--- start of Supplied material ---

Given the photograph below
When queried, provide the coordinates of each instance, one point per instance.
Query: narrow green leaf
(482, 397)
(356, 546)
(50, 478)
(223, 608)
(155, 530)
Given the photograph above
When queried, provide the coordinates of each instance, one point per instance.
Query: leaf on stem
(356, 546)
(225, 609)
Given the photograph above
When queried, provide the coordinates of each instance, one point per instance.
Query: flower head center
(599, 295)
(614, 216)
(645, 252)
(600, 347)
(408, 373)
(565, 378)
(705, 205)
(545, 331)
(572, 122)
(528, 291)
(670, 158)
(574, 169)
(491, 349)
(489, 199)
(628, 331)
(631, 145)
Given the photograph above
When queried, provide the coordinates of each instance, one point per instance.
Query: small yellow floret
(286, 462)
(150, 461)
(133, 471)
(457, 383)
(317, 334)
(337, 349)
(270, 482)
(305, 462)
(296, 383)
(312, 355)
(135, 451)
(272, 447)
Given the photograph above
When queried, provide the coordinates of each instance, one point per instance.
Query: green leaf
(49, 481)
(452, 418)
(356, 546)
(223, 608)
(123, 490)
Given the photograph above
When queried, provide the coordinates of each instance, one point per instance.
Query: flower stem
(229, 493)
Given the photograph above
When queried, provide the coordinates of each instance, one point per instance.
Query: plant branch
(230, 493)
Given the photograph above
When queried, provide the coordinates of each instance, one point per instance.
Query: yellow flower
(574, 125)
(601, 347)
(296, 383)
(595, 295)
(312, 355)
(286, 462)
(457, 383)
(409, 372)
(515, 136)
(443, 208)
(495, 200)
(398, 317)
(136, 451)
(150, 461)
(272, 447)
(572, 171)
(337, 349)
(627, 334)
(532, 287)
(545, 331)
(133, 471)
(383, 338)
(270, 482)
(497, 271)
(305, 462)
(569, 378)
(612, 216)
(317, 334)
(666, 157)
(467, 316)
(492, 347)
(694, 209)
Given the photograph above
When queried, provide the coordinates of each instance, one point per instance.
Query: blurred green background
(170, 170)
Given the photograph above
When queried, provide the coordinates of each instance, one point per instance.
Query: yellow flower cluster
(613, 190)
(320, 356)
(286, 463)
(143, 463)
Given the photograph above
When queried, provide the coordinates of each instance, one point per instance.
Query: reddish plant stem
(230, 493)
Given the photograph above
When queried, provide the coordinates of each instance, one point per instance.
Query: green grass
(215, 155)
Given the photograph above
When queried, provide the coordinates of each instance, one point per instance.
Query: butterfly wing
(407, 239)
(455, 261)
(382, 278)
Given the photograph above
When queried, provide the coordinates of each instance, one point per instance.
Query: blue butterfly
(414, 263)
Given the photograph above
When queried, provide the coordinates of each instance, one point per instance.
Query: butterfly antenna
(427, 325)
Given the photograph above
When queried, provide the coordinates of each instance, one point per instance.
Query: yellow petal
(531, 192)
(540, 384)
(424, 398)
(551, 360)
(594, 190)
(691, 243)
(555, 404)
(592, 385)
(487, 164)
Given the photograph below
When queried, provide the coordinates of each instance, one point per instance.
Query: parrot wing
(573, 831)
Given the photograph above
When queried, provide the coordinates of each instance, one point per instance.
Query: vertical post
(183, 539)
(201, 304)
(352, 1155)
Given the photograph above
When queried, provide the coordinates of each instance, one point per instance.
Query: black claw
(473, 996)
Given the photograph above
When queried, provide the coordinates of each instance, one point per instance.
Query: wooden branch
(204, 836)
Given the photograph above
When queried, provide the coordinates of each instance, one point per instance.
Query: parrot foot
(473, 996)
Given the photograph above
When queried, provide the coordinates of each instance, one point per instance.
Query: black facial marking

--- end of Supplied material ---

### Problem details
Write every line of the material above again, exactly.

### Result for this task
Given the photograph below
When queried, provide the coordinates of each instance, one point per instance.
Query: narrow green leaf
(482, 397)
(356, 546)
(50, 478)
(223, 608)
(155, 530)
Given the photograph above
When queried, provide the coordinates of each instance, one point per instance.
Query: leaf on stem
(356, 546)
(225, 609)
Given the photograph above
When queried, provide the coordinates of each instance, one point per instance.
Query: flower head center
(599, 295)
(614, 216)
(645, 252)
(600, 347)
(408, 373)
(565, 378)
(705, 205)
(545, 331)
(572, 122)
(528, 291)
(670, 158)
(574, 169)
(491, 349)
(489, 199)
(628, 331)
(631, 145)
Given the photograph above
When queried, provide the coordinates of each instance, one point per instance.
Query: small yellow floret
(286, 462)
(150, 461)
(133, 471)
(457, 383)
(317, 334)
(337, 349)
(270, 482)
(305, 462)
(296, 383)
(312, 355)
(135, 451)
(272, 447)
Given the photograph above
When queried, provide the coordinates of each instance, one point per instance.
Query: green leaf
(49, 481)
(452, 418)
(356, 546)
(223, 608)
(123, 490)
Given the photograph above
When queried, provide the coordinates of each instance, one point per instance.
Query: flower stem
(229, 493)
Given the photograph above
When queried, provide the coordinates of each instance, one point per instance.
Query: plant branch
(230, 493)
Given the photograph above
When queried, provide the coordinates of each instance, one point per instance.
Query: yellow flower
(574, 125)
(601, 347)
(296, 383)
(595, 295)
(312, 355)
(286, 462)
(457, 383)
(409, 372)
(515, 136)
(443, 208)
(495, 200)
(398, 317)
(136, 451)
(150, 461)
(272, 447)
(572, 171)
(337, 349)
(627, 334)
(532, 287)
(545, 331)
(133, 471)
(383, 338)
(270, 482)
(497, 271)
(305, 462)
(569, 378)
(612, 216)
(317, 334)
(666, 157)
(467, 316)
(492, 347)
(694, 209)
Given the photograph above
When queried, provide the coordinates of each instance, one point per instance.
Query: blurred green background
(170, 170)
Given the photograph above
When queried, provide the coordinates of each instance, one point per instance.
Query: yellow flower cluster
(613, 190)
(320, 356)
(286, 463)
(143, 463)
Given the photograph above
When queried, provide the coordinates of each instance, one point per instance.
Query: reddish plant stem
(230, 493)
Given the photograph above
When queried, provide the coordinates of each instance, one point per instance.
Query: green grass
(215, 155)
Given the photograph above
When queried, provide the coordinates of each instance, one point per instance.
Query: butterfly wing
(407, 239)
(455, 261)
(382, 278)
Given the photograph above
When queried, provide the coordinates of each instance, one point per instance.
Query: blue butterfly
(414, 263)
Given the photograph above
When queried, provide the coordinates of each instance, one point per instance.
Query: butterfly antenna
(427, 325)
Given the photograph above
When queried, provide the coordinates of each instance, one point per instance.
Query: yellow petal
(531, 192)
(540, 384)
(424, 398)
(551, 360)
(594, 190)
(691, 243)
(555, 404)
(592, 385)
(487, 164)
Given the photograph below
When queried, provide the coordinates of each instance, one point per instance.
Query: parrot wing
(573, 831)
Given the photograph above
When queried, provide the coordinates of each instance, one point per instance.
Query: vertical post
(183, 539)
(201, 304)
(352, 1155)
Given the photograph above
When queried, provide the coordinates of each instance, one point per instance.
Query: black claw
(473, 996)
Given the photograph above
When queried, provide the coordinates of each instance, one point per instance.
Query: wooden branch
(204, 836)
Given the photograph above
When queried, provide the coordinates of each instance, one point per instance.
Query: parrot foot
(473, 996)
Given the photograph above
When queried, provide the coordinates of each instance, one point per instance.
Query: black facial marking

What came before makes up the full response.